READING PASSAGE
Eight Brazilian police officers have been charged with the killing of 30 people in Rio de Janeiro last week.
A total of 12 police officers were being held in connection with the deaths - one of the city's worst massacres.
Investigators believe four officers acted as gunmen while the others played supporting roles.
The 30 men, women and children were killed when gunmen drove through the city's poor suburbs, firing at random.
Government crackdown
Last Thursday's attacks began in Nova Iguacu when gunmen opened fire on a crowd at a bar.
Fifteen people were found dead in and around the bar and three more victims died of their injuries in hospital.
The assailants then went on to nearby Queimados where they killed 12 people in two separate shootings.
A .38 calibre gun - the same type used in the shootings - was reportedly found at the house of one of the suspects.

INPUT DATA
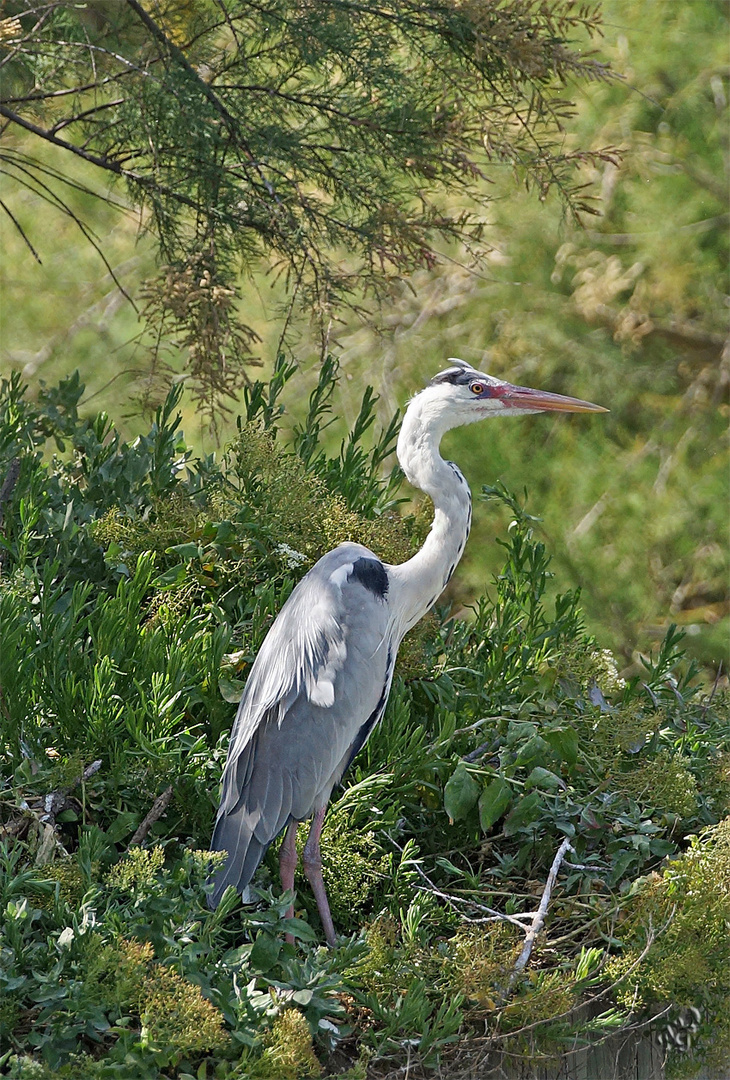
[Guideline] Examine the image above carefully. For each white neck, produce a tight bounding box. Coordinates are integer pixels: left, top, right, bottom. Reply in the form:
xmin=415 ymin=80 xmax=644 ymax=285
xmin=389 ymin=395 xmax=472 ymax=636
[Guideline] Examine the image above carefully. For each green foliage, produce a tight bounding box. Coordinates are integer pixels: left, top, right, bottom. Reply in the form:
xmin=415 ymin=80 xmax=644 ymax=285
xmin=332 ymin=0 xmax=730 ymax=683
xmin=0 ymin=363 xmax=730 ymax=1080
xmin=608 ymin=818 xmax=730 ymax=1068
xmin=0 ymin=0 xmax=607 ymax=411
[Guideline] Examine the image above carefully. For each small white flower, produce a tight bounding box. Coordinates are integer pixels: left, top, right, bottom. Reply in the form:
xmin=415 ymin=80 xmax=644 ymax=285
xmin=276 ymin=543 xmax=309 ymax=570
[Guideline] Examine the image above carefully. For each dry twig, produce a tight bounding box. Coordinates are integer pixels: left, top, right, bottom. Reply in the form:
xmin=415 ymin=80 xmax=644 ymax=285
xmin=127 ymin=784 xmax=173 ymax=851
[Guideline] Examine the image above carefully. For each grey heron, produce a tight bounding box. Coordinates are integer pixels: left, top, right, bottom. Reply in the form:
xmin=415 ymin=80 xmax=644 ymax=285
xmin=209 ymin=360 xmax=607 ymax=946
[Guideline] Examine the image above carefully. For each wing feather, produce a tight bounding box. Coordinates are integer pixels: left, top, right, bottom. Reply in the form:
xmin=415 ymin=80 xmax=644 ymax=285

REQUIRED ACTIONS
1. Answer these questions about the report on the Rio de Janeiro killings, one line each and marked (a), (b), (c):
(a) How many police officers have been charged?
(b) Where did last Thursday's attacks begin?
(c) How many people were killed in Queimados?
2. Do these statements agree with the report on the Rio de Janeiro killings? For each of (a), (b) and (c), answer yes or no and quote the words that decide it.
(a) Investigators believe all of the detained officers fired shots.
(b) Some victims of the bar attack died later in hospital.
(c) The killers attacked a single location in Queimados.
3. Can you write the next few paragraphs of the report on the Rio de Janeiro killings, picking up after its final sentence?

ANSWERS BY TASK
1.
(a) Eight.
(b) In Nova Iguacu, where gunmen opened fire on a crowd at a bar.
(c) 12 people, in two separate shootings.

2.
(a) No: "Investigators believe four officers acted as gunmen while the others played supporting roles."
(b) Yes: "three more victims died of their injuries in hospital."
(c) No: "they killed 12 people in two separate shootings."

3.
Officials suspect the murders were in revenge for the arrest of eight policemen over another killing.
Human rights groups have compared the shootings to attacks by death squads, which are said to operate in many areas of Brazil.
"It appears to be the result of state authorities cracking down on death squads that have been left for so long uninterrupted that it got to this point," Damian Platt, of Amnesty International, told news agency Associated Press.
Brazilian President Luiz Inacio Lula da Silva has promised to introduce measures to tackle such violence.